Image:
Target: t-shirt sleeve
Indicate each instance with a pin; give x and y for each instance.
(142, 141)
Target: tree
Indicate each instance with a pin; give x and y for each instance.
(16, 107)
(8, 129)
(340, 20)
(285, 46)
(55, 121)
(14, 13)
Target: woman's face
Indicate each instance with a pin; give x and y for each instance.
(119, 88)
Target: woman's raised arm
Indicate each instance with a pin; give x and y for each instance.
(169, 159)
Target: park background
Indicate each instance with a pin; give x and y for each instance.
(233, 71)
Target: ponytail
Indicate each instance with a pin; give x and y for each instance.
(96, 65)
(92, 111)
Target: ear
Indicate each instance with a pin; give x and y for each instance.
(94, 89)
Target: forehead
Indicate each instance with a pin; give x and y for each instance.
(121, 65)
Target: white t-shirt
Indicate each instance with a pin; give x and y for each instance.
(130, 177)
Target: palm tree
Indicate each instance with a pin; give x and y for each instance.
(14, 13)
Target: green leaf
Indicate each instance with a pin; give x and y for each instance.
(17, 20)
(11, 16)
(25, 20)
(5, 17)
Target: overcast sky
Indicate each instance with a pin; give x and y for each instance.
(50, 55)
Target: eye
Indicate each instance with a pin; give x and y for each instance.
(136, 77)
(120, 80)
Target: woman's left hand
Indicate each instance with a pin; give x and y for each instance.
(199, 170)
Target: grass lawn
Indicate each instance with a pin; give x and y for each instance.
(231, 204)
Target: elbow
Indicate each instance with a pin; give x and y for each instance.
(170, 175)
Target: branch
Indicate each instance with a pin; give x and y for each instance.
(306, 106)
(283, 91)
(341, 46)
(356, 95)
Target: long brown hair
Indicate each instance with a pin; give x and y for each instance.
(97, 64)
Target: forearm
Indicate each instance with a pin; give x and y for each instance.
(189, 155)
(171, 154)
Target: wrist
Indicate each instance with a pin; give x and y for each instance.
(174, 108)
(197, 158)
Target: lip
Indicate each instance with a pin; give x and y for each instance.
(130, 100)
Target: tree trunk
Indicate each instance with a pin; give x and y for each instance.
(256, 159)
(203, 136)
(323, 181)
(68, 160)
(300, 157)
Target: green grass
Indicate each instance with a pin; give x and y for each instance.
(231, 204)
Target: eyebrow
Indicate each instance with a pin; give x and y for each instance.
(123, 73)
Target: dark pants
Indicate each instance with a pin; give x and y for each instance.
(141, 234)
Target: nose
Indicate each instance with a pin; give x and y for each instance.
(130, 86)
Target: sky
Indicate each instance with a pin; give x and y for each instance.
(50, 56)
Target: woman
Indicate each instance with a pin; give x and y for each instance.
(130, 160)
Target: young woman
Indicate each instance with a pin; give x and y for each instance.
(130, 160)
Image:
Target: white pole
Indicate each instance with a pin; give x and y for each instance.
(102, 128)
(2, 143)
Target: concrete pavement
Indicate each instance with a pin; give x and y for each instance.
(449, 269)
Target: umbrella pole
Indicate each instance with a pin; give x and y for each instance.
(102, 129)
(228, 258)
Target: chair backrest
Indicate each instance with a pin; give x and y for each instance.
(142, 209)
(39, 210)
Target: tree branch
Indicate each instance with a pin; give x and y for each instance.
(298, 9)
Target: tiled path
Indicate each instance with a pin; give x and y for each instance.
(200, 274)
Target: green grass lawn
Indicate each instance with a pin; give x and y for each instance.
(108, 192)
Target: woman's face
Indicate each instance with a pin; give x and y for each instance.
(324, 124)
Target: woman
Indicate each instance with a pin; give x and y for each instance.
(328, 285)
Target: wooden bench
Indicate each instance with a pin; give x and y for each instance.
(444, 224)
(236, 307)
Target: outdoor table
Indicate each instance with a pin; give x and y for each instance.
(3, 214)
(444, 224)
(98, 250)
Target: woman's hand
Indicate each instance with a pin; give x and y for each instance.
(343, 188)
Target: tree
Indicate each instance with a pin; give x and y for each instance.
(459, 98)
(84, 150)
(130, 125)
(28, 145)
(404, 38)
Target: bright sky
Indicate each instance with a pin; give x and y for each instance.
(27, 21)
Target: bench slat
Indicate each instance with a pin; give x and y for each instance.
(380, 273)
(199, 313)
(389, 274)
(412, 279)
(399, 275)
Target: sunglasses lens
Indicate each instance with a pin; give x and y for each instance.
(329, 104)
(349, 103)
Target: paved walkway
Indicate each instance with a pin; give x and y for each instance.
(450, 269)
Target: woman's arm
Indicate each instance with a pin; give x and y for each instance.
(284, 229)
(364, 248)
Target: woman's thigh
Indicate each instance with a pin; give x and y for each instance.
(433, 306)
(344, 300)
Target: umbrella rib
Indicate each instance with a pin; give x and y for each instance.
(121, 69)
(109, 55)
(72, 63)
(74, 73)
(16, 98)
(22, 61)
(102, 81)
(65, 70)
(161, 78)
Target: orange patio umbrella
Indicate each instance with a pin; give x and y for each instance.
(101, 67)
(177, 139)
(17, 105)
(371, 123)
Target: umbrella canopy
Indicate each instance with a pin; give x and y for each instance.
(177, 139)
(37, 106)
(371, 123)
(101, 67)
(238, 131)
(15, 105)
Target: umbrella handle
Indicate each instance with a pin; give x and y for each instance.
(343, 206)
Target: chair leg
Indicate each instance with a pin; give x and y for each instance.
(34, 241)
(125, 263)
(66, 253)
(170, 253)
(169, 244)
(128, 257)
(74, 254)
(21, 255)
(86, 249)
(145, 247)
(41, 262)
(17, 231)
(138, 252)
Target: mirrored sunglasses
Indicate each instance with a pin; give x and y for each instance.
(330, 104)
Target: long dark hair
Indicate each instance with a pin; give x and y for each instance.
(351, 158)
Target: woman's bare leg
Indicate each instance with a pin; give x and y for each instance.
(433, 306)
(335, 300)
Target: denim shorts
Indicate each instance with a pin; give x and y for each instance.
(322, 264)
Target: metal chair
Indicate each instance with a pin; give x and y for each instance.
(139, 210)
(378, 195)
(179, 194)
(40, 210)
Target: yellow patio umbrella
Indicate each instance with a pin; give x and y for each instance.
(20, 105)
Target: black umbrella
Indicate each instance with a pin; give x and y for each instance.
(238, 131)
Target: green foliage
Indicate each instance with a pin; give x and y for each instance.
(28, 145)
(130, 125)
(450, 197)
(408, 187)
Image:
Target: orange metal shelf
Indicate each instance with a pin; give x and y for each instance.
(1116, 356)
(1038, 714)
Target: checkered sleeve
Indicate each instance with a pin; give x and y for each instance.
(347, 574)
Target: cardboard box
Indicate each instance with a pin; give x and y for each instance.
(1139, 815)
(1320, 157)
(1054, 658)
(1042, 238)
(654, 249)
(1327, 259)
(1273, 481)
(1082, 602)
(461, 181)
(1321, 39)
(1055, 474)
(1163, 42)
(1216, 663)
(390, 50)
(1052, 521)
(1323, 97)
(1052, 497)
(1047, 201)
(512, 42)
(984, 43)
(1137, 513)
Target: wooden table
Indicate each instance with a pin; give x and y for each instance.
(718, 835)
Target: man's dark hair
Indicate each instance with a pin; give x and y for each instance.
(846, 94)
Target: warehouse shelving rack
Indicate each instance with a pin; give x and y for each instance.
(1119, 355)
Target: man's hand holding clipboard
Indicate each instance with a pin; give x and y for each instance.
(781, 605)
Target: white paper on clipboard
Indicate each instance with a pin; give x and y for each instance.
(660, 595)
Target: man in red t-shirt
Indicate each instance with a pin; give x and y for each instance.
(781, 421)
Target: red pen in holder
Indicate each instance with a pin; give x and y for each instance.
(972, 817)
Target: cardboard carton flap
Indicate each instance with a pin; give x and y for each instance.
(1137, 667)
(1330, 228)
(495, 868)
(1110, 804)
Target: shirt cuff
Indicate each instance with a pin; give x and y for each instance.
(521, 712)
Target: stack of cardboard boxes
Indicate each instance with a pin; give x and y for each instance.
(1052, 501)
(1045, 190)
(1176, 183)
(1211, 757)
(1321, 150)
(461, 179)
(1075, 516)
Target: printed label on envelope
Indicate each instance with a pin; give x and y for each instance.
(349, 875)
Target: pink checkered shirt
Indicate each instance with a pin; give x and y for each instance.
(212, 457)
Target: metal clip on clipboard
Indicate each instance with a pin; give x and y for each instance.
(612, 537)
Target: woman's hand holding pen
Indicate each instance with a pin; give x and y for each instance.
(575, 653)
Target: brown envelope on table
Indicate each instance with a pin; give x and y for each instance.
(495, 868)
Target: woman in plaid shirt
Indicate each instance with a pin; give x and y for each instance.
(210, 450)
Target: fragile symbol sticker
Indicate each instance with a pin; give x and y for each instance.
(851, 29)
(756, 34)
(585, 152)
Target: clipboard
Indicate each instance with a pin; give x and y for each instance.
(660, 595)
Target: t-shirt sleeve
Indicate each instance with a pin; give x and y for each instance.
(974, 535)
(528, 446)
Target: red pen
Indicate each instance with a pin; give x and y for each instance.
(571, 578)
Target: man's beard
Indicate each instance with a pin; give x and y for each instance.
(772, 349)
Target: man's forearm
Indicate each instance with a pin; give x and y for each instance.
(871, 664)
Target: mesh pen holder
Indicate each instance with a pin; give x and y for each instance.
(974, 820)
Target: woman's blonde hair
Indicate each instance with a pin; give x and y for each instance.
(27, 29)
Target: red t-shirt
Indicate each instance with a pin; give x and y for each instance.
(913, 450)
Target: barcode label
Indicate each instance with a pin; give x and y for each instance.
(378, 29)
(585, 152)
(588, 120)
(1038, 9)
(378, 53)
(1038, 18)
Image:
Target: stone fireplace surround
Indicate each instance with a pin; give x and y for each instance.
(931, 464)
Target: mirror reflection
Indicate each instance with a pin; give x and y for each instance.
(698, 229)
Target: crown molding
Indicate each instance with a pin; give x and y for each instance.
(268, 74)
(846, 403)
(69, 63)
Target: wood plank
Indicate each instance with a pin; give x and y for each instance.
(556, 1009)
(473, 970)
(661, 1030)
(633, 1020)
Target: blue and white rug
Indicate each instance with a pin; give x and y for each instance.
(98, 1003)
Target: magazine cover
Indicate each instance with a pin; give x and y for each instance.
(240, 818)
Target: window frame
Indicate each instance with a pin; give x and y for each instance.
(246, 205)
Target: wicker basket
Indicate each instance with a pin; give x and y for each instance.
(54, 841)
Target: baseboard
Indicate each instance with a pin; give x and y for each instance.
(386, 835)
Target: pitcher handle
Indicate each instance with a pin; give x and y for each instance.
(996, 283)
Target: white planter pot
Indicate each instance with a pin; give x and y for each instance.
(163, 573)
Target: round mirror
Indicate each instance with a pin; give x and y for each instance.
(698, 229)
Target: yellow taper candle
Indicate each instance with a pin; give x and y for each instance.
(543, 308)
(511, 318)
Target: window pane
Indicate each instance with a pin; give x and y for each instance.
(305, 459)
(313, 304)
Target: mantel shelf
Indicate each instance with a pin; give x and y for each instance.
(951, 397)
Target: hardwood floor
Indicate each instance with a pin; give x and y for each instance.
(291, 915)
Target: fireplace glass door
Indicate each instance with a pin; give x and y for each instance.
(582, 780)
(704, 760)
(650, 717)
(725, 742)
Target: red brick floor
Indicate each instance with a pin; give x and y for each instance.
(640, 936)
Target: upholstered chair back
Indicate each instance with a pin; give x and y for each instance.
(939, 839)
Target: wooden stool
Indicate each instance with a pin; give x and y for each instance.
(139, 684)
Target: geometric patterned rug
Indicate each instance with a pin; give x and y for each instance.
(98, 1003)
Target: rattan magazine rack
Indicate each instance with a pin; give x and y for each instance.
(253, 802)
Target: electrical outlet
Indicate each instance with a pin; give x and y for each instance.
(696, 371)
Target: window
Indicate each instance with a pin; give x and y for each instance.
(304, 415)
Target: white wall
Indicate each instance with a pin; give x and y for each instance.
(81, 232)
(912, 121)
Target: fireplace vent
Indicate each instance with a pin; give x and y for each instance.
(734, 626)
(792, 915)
┄┄┄┄┄┄┄┄┄┄
TASK REQUIREMENTS =>
Exactly as written, give the line containing "Target: blue and white rug" and all remaining lines of the records.

EXERCISE RESPONSE =>
Target: blue and white rug
Indicate each instance with a pin; give x and y for each instance.
(98, 1003)
Target: magazine cover
Indicate each instance with a pin; give x and y for each instance.
(240, 818)
Target: window frame
Indicate each instance with a pin; give x and y for each instance.
(246, 205)
Target: wicker basket
Indicate each instance with a pin; give x and y for each instance.
(54, 841)
Target: baseboard
Indicate each instance with a pin; give x and y for each instance.
(386, 835)
Target: pitcher handle
Indicate each instance with a pin; give x and y for each instance.
(996, 283)
Target: white planter pot
Indicate each instance with a pin; give x and y for each instance.
(163, 573)
Target: round mirror
Indicate each instance with a pin; give x and y for each instance.
(698, 229)
Target: yellow taper candle
Indicate each instance with a pin; give x and y for each instance.
(543, 308)
(511, 318)
Target: window pane
Indicate each instance with a pin; give x and y for each instance.
(305, 459)
(313, 304)
Target: mantel shelf
Indicate each instance with a pin; give x and y for each instance.
(951, 397)
Target: hardwood floor
Indicate each instance with a pin; give x and y for each instance.
(291, 915)
Target: fireplace glass door
Indicate each instance with a pin; give x and y for each instance.
(582, 780)
(704, 760)
(650, 717)
(725, 742)
Target: red brick floor
Indicate each instance with a pin; give x and y for each instance.
(640, 936)
Target: upholstered chair back
Indicate each instance with a pin; give x and y for each instance.
(939, 839)
Target: wooden stool
Indicate each instance with a pin; give x and y for each instance.
(139, 684)
Target: geometric patterned rug
Indicate each instance with a pin; give x and y for each instance.
(98, 1003)
Target: rattan magazine rack
Indicate each instance with a pin; give x and y for each instance.
(253, 802)
Target: electrical outlet
Indicate each instance with a pin; give x and y for each instance.
(696, 371)
Target: window
Indicate each instance with a pin; give x and y for each instance.
(304, 415)
Target: white wall
Indicate each instance with a pin; give x and y for each instance.
(81, 232)
(912, 121)
Target: fireplace vent
Indicate each instance with a pin; give x and y for each instance.
(734, 626)
(792, 915)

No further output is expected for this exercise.